Conjunto de tarefas -
A: Transcreva a passagem do trecho sobre coisa julgada que começa em "Logo, parcela do" e segue até "mérito do pedido.".
B: Reescreva em forma de lista, de modo mais breve, o parágrafo do trecho sobre coisa julgada que se inicia com "Note-se que o acórdão", preservando seus fatos principais.
C: Prossiga com o trecho sobre coisa julgada a partir do ponto em que ele termina.

Seção do documento -
=====
Com efeito, é a hipótese verificada nos autos.
No caso sob exame, no processo n° 5005516-43.2015.4.04.7112, houve pedido de reconhecimento de atividade especial do período de 01/01/2007 a 25/02/2015, tendo sido julgado parcialmente procedente o pedido.
Naquela ação, foram reconhecidos apenas os intervalos de 01/01/2007 a 07/09/2011 e de 08/09/2011 a 31/12/2013.
Nesta ação, a autora postula a especialidade do período de 01/01/2014 a 16/03/2019.
Logo, parcela do intervalo ora postulado, de 01/01/2014 a 25/02/2015 encontra-se atingido pela coisa julgada.
O intervalo de 26/02/2015 a 16/03/2019 não foi atingido pela coisa julgada.
Portanto, alguns dos interregnos objeto dessa lide já foram pleiteados no outro feito.
Havendo decisão de mérito transitada em julgado sobre a questão antecedente ao reconhecimento da especialidade do tempo de serviço, é inviável a análise de mérito do pedido.
Note-se que o acórdão que manteve a decisão na ação pretérita produz coisa julgada material, já que houve decisão de mérito. A coisa julgada secundum eventum probationis, que ocorre se todos os meios de prova forem esgotados, é admitida em casos excepcionais, expressamente previstos na legislação (art. 103, incisos I e II, do Código de Defesa do Consumidor; art. 18 da Lei nº 4.717/1965; art. 19 da Lei nº 12.016/2009).
=====
Dados de origem -

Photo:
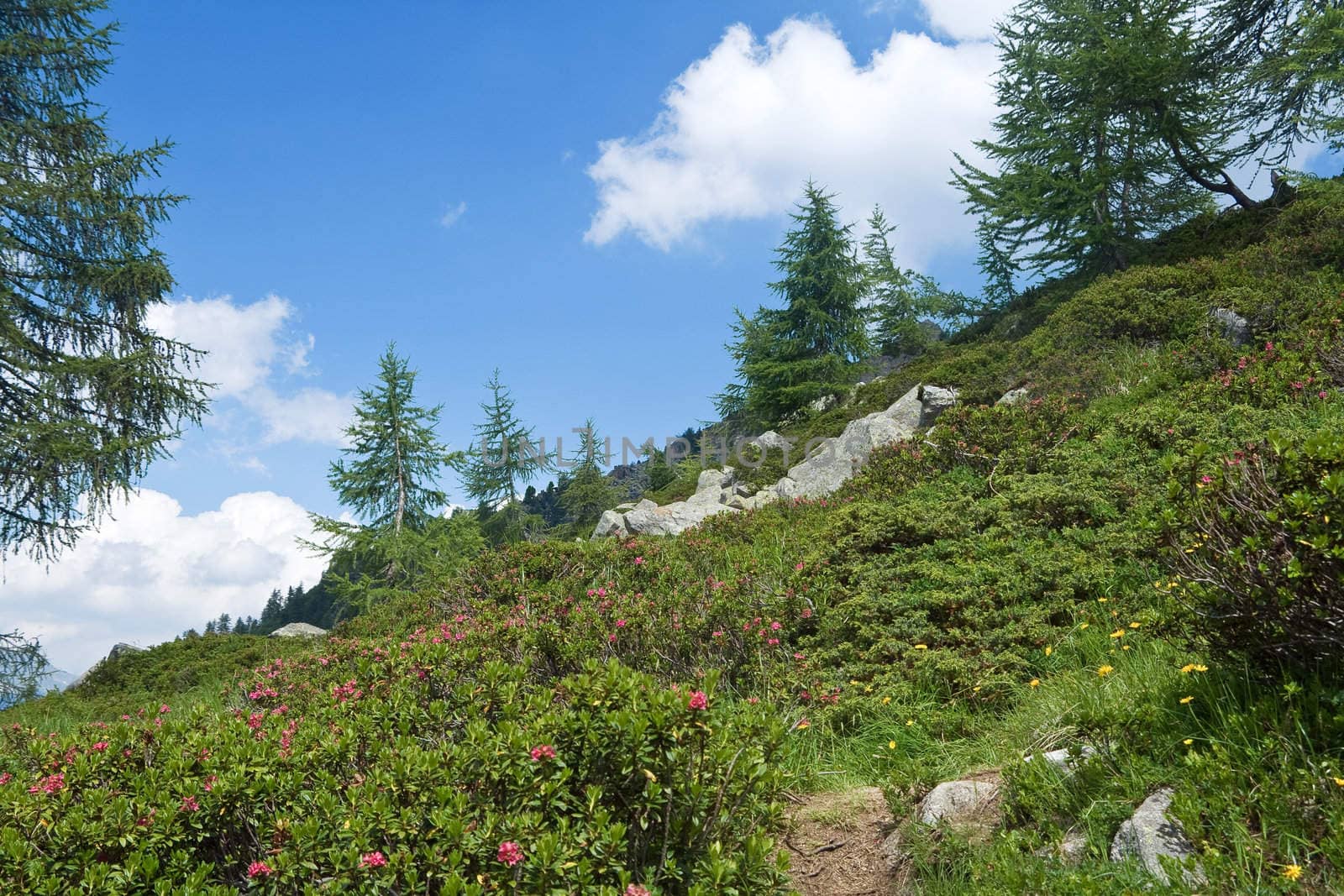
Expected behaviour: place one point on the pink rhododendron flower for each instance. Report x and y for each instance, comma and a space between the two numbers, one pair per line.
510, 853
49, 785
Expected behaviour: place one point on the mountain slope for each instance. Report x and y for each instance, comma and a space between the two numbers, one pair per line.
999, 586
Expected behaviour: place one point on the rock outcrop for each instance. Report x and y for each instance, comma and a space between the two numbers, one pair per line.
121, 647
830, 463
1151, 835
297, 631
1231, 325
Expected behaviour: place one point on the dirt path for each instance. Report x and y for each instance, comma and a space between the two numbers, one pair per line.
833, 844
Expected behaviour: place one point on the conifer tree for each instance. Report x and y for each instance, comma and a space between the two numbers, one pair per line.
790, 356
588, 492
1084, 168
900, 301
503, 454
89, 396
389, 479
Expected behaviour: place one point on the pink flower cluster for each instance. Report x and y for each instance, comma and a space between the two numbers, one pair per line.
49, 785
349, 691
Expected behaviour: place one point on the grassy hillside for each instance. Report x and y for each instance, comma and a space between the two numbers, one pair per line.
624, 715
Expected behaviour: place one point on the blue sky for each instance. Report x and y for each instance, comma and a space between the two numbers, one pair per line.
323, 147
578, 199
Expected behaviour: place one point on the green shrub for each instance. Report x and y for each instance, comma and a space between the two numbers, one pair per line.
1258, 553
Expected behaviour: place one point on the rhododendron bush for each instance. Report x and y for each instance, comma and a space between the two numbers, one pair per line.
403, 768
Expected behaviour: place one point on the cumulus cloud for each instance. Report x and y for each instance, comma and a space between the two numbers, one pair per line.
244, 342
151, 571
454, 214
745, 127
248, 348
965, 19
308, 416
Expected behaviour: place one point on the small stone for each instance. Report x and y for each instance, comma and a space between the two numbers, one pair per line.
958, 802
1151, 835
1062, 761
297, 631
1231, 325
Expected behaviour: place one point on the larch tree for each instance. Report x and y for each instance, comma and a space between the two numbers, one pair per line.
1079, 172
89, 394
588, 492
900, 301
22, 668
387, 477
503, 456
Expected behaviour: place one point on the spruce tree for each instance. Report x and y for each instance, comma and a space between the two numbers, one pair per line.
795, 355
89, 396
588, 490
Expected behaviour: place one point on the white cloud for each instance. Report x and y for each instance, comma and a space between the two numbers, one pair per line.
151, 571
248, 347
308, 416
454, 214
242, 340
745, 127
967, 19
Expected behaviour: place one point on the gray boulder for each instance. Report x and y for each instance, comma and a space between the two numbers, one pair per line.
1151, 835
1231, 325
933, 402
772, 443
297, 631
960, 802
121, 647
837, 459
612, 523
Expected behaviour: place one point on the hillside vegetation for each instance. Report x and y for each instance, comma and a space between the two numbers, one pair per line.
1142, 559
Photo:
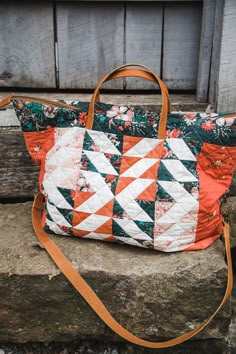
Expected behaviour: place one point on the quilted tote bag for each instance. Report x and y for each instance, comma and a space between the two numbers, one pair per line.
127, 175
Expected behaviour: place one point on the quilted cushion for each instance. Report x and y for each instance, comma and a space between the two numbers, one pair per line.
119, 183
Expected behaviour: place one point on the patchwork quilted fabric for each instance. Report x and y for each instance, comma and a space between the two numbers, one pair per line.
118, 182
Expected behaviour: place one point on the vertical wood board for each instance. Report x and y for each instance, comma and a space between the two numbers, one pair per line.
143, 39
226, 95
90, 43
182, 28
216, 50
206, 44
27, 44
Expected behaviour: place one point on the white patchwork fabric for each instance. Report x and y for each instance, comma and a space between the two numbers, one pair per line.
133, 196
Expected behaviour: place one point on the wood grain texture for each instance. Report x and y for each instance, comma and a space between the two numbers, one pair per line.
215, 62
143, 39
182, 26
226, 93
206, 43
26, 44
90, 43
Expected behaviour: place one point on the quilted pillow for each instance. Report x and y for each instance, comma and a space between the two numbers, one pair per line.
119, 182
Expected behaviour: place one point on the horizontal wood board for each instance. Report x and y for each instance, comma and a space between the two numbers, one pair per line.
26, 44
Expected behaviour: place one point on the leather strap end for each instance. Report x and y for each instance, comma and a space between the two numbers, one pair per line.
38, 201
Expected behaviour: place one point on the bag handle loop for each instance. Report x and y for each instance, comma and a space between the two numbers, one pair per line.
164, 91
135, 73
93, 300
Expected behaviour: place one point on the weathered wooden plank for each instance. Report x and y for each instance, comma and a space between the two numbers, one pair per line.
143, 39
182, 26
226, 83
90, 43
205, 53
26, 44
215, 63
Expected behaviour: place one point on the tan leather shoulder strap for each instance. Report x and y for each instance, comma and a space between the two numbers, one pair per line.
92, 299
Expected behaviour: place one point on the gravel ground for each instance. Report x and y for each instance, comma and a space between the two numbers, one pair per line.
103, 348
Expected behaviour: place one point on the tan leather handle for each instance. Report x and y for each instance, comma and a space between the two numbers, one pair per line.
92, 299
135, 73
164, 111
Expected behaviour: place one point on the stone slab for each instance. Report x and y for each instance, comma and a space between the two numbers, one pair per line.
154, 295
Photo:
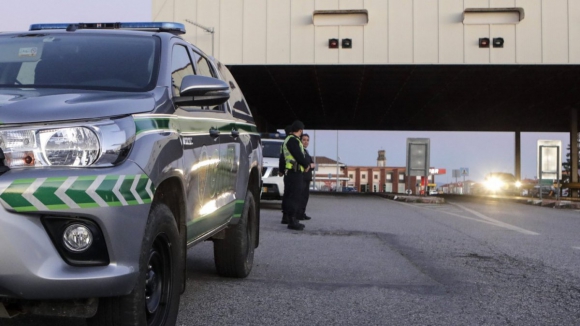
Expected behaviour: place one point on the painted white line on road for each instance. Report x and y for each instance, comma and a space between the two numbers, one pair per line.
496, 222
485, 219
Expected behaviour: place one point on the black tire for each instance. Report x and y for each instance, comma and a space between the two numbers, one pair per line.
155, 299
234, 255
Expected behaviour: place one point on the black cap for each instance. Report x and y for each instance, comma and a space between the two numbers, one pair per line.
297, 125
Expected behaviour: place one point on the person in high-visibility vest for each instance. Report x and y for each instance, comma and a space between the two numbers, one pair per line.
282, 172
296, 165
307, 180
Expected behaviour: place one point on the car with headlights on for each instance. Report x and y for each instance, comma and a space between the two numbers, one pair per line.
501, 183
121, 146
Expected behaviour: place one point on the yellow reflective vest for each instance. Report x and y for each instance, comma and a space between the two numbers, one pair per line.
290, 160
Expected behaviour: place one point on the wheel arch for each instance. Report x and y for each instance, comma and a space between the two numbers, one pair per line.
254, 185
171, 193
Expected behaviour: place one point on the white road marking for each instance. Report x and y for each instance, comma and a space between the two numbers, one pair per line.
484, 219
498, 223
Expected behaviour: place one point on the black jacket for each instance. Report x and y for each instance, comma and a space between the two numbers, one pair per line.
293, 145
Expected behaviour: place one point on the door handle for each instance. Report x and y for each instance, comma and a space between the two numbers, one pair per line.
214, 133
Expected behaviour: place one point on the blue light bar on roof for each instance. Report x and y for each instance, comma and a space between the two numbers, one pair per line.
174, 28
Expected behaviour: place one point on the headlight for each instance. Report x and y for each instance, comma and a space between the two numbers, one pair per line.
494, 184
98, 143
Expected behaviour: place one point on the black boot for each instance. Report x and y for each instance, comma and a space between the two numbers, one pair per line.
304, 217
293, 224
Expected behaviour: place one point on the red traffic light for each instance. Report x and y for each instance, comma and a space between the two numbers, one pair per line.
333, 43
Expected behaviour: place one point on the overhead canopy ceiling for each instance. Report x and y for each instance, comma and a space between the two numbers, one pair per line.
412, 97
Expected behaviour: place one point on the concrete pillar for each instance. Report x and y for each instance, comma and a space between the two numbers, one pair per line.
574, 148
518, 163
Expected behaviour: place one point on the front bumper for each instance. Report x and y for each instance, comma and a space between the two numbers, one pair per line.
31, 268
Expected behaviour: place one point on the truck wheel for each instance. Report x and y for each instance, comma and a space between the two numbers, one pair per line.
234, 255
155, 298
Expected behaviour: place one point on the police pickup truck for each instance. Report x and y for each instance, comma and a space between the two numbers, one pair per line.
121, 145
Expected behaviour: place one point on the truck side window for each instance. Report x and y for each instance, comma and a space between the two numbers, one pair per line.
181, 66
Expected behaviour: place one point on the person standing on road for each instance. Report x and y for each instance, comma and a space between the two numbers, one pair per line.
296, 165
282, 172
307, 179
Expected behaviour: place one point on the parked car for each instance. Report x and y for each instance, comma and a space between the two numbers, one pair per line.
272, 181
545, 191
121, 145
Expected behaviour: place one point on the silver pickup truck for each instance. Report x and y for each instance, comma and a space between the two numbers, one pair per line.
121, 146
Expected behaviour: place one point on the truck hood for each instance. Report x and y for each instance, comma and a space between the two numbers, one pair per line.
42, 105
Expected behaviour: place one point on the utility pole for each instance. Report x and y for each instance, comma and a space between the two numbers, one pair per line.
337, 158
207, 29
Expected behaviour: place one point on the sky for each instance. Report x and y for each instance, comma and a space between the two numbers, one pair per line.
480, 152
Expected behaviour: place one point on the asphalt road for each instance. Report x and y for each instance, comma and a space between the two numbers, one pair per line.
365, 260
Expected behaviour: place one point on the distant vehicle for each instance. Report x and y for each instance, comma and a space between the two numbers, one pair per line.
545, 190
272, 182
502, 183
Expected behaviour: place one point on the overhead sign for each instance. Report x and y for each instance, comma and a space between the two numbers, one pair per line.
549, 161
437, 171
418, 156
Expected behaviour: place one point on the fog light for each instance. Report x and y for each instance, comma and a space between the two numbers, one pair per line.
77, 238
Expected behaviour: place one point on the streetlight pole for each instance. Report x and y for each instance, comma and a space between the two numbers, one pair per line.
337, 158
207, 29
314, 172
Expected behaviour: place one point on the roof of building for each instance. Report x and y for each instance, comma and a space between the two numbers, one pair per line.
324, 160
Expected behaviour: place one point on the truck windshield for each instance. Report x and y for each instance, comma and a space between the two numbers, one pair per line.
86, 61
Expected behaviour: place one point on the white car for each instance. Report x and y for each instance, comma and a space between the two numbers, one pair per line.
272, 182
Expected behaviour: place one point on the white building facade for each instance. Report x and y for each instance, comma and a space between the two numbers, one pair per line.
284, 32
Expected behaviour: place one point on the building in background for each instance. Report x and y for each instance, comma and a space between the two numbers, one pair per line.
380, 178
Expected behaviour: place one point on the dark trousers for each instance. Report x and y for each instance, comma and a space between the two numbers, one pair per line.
=====
Resultados do exercício -
A:
Logo, parcela do intervalo ora postulado, de 01/01/2014 a 25/02/2015 encontra-se atingido pela coisa julgada.
O intervalo de 26/02/2015 a 16/03/2019 não foi atingido pela coisa julgada.
Portanto, alguns dos interregnos objeto dessa lide já foram pleiteados no outro feito.
Havendo decisão de mérito transitada em julgado sobre a questão antecedente ao reconhecimento da especialidade do tempo de serviço, é inviável a análise de mérito do pedido.

B:
- O acórdão que manteve a decisão na ação anterior produz coisa julgada material, pois houve decisão de mérito.
- A coisa julgada secundum eventum probationis ocorre quando todos os meios de prova são esgotados.
- Ela só é admitida em casos excepcionais previstos expressamente em lei: art. 103, I e II, do Código de Defesa do Consumidor; art. 18 da Lei nº 4.717/1965; art. 19 da Lei nº 12.016/2009.

C:
A jurisprudência do Superior Tribunal de Justiça possui precedentes que reconhecem a possibilidade de renovar ação já decidida por sentença transitada em julgado, com fundamento em novas provas, somente em ações de investigação de paternidade e de desapropriação. Salvo essas exceções, a desconstituição da coisa julgada material exige a propositura de ação rescisória, cujas hipóteses de cabimento são arroladas taxativamente no Código de Processo Civil. Neste sentido, cita-se o seguinte acórdão do STJ:
PREVIDENCIÁRIO. APOSENTADORIA POR IDADE. AJUIZAMENTO DE AÇÃO ANTERIOR. PEDIDO JULGADO IMPROCEDENTE POR INSUFICIÊNCIA DE PROVAS. JUÍZO DE MÉRITO. PRECEDENTES DO STJ. AJUIZAMENTO DE NOVA E IDÊNTICA AÇÃO DE RITO ORDINÁRIO COM A JUNTADA DE DOCUMENTOS. IMPOSSIBILIDADE. ÓBICE DE COISA JULGADA MATERIAL. VIA ADEQUADA PARA DESCONSTITUIÇÃO. AÇÃO RESCISÓRIA. ART. 485, CAPUT, DO CPC. RECURSO ESPECIAL IMPROVIDO. 1. 'Dúvida não há, portanto, de que a insuficiência ou falta de provas acarreta a improcedência do pedido, não a extinção do processo sem julgamento do mérito. Se o autor não consegue provar o fato constitutivo de seu direito, deverá sofrer as conseqüências da ausência ou insuficiência de provas, que invariavelmente será a improcedência de seu pedido, nos termos do art. 269-1, CPC. Em outras palavras, não provado o direito postulado, o julgador deve negar a pretensão, que ocorrerá com o julgamento de mérito do pedido' (REsp 330.172/RJ, Quarta Turma, Rel. Min. SÁLVIO DE FIGUEIREDO TEIXEIRA, DJ 22/4/02). 2. A reversão de julgamento de mérito acobertado pela autoridade da coisa julgada material, nos termos da sistemática processual civil em vigor, reclama o manejo de competente ação rescisória, actio autônoma, a teor do art. 485, caput, do CPC. 3. Recurso especial improvido. (REsp 873.884/SP, Rel. Ministro ARNALDO ESTEVES LIMA, QUINTA TURMA, julgado em 02/03/2010, DJe 29/03/2010)
Por esses fundamentos, da-se provimento à apelação no ponto.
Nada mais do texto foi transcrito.